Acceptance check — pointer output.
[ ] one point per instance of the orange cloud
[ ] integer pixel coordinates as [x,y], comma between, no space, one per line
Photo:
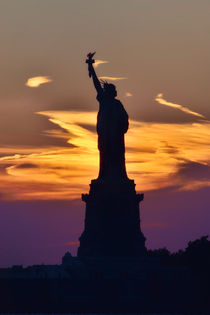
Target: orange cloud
[159,98]
[99,62]
[37,81]
[112,78]
[155,154]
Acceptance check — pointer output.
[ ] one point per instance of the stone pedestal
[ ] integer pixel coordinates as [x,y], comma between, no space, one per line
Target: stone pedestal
[112,221]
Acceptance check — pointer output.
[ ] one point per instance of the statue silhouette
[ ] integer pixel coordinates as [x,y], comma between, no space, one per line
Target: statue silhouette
[112,124]
[112,220]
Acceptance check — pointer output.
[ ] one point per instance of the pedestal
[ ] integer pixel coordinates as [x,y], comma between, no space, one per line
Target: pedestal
[112,221]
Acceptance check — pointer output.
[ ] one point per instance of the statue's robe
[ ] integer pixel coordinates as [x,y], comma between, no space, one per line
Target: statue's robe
[112,124]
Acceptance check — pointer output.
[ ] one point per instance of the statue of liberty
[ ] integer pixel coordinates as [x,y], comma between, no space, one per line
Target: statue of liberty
[112,221]
[112,124]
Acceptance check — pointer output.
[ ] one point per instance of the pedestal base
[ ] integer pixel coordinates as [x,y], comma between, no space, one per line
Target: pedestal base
[112,222]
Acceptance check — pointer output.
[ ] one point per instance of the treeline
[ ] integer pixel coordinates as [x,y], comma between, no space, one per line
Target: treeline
[196,256]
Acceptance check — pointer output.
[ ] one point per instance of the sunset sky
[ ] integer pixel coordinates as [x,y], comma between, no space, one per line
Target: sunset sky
[157,53]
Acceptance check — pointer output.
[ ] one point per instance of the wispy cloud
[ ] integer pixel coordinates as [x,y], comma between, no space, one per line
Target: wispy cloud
[159,98]
[112,78]
[64,172]
[99,62]
[37,81]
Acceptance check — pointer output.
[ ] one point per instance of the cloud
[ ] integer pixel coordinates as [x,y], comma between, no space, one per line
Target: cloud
[158,156]
[37,81]
[99,62]
[159,98]
[26,166]
[112,78]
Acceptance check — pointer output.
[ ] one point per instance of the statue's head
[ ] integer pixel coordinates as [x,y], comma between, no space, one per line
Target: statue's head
[109,90]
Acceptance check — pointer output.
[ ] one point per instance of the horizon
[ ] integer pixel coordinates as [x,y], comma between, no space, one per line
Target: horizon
[157,55]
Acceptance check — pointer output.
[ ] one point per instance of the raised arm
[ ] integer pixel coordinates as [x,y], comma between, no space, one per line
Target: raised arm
[92,73]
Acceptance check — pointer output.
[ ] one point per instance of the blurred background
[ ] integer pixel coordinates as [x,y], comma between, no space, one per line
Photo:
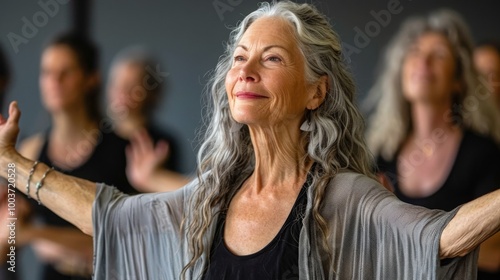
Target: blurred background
[188,38]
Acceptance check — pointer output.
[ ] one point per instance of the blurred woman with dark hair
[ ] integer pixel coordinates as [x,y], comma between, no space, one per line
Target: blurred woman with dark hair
[76,143]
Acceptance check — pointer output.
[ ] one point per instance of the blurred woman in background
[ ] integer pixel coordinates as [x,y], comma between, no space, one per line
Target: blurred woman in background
[434,127]
[76,143]
[133,92]
[487,62]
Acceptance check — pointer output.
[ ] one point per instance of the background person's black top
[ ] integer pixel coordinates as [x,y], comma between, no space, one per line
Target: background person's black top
[107,164]
[173,160]
[475,172]
[277,260]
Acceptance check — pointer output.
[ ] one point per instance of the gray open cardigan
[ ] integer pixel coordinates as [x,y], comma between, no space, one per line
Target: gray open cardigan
[373,236]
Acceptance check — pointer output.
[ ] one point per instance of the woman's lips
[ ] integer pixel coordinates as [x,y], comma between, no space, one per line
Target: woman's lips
[249,95]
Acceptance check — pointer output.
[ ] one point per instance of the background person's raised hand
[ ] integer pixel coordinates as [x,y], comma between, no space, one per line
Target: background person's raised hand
[9,128]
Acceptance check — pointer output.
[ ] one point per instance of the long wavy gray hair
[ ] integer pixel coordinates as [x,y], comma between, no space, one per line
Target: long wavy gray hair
[472,108]
[337,141]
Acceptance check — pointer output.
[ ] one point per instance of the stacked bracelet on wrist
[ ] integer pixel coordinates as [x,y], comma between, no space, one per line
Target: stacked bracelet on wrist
[40,184]
[32,170]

TASK STATEMENT: Reproduce each record from above exactly; pictures do not belong in the copy.

SOLVED EXERCISE:
Acceptance check — pointer output.
[ ] one point per instance of the orange cloud
[ ] integer pixel coordinates as [x,y], comma between, no space, one per line
Photo:
Target: orange cloud
[159,98]
[99,62]
[37,81]
[112,78]
[155,154]
Acceptance check — pointer output.
[ ] one point per instance of the stone pedestal
[ ] integer pixel coordinates as [x,y], comma between, no space, one per line
Target: stone pedestal
[112,221]
Acceptance check — pointer output.
[ ] one point per instance of the statue silhouette
[ ] integer pixel coordinates as [x,y], comma between, no space, one per line
Target: statue silhouette
[112,124]
[112,220]
Acceptance check — pointer output.
[ ] one point per instance of the pedestal
[ ] integer pixel coordinates as [x,y], comma between, no space, one per line
Target: pedestal
[112,221]
Acceptance check — pointer output.
[ ] one point per instance of the statue's robe
[ ] integer pixel coordinates as [x,y], comma between, no space, one per line
Target: statue's robe
[112,124]
Acceptance check — pointer output.
[ ] one point per instance of the statue of liberty
[ ] integer pixel coordinates as [x,y], comma between, no space, one per line
Target: statue of liberty
[112,221]
[112,124]
Acceptance check — pointer output.
[ ] one point per instance of the pedestal base
[ ] integer pixel coordinates as [x,y], comma between, no space, one per line
Target: pedestal base
[112,222]
Acceptance check — pointer output.
[ ] one point per instance of the treeline
[ ] integer pixel coordinates as [x,y], comma between, no space, one per line
Target: treeline
[196,256]
Acceptance check — pointer output.
[ ] one point per instance of the sunset sky
[ ] integer pixel coordinates as [x,y], comma between, no space, one per line
Target: sunset sky
[157,53]
Acceptance check — pointer output.
[ ] one point per instance of the wispy cloud
[ ] integer pixel coordinates as [x,y], comma between, no space, one per line
Target: wispy cloud
[159,98]
[112,78]
[64,172]
[99,62]
[37,81]
Acceptance check — pointer output.
[ ] one point per instance of the cloud
[ ] integer pixel coordinates as [x,y], comma between, no space, one per line
Target: cloud
[158,156]
[37,81]
[99,62]
[159,98]
[26,166]
[112,78]
Acceptance check — pointer output.
[ ] one point per instance of the statue's head
[ ] integer pixel coordinates as [x,y], comma between, no space, one per line
Target: statue's head
[109,90]
Acceptance check — pointer output.
[ ] one point per instance of the horizon
[ ] integer pixel coordinates as [x,y], comma between, no space, one per line
Target: horizon
[157,55]
Acceptance check — pointer output.
[ ] one point per instance of the raised arm
[ ] integer pixel coordinates as [x,y], comma between, no space, one per line
Target: raised arm
[92,73]
Acceptance check — pointer output.
[ ] one point per instance of the blurred background
[ ] integer pixel coordinates as [x,y], comma between, no space, one per line
Photo:
Target: blurred background
[188,38]
Acceptance check — pointer output.
[ ] one point per instance of the blurred woman with dark hair
[ ] integer pixel coordinates as [x,y], comma between, no space, one per line
Target: blurred woman with dark hair
[76,143]
Acceptance check — pointer output.
[ ] one point per instance of the blurred woman in background
[ ] integer pixel coordinates as [x,y], comma between, no space, one per line
Target: blurred woman in background
[434,127]
[76,143]
[133,92]
[487,62]
Acceptance check — pointer output.
[ ] one point per instance of the background person's black top
[ ] integer pixel coordinates as [x,y], comma between, no space, one per line
Target: background person's black top
[107,164]
[173,160]
[475,172]
[277,260]
Acceptance check — pointer output.
[ ] one point per instance of the gray open cardigan
[ ] integer pixel coordinates as [x,y], comma between, no space, one per line
Target: gray open cardigan
[373,236]
Acceptance check — pointer output.
[ ] one point per instance of the woman's lips
[ ] integer pixel coordinates as [x,y], comma between, no space, one per line
Target: woman's lips
[249,95]
Acceptance check — pointer output.
[ ] one point per instance of the background person's raised hand
[ ] integer pixel coordinates as [x,y], comma between, no space, one per line
Target: background person's raised hand
[9,128]
Acceptance check — pointer output.
[ ] one point per instance of the long wavy gray hair
[ ] integer pixel coordinates as [x,y], comma between, no space, one per line
Target: long wavy gray hair
[472,108]
[337,141]
Acceptance check — pointer output.
[ ] one point per instance of the stacked bracelet on wrist
[ ] integer pixel coordinates as [x,y], comma between, no space, one per line
Target: stacked bracelet on wrist
[40,184]
[32,170]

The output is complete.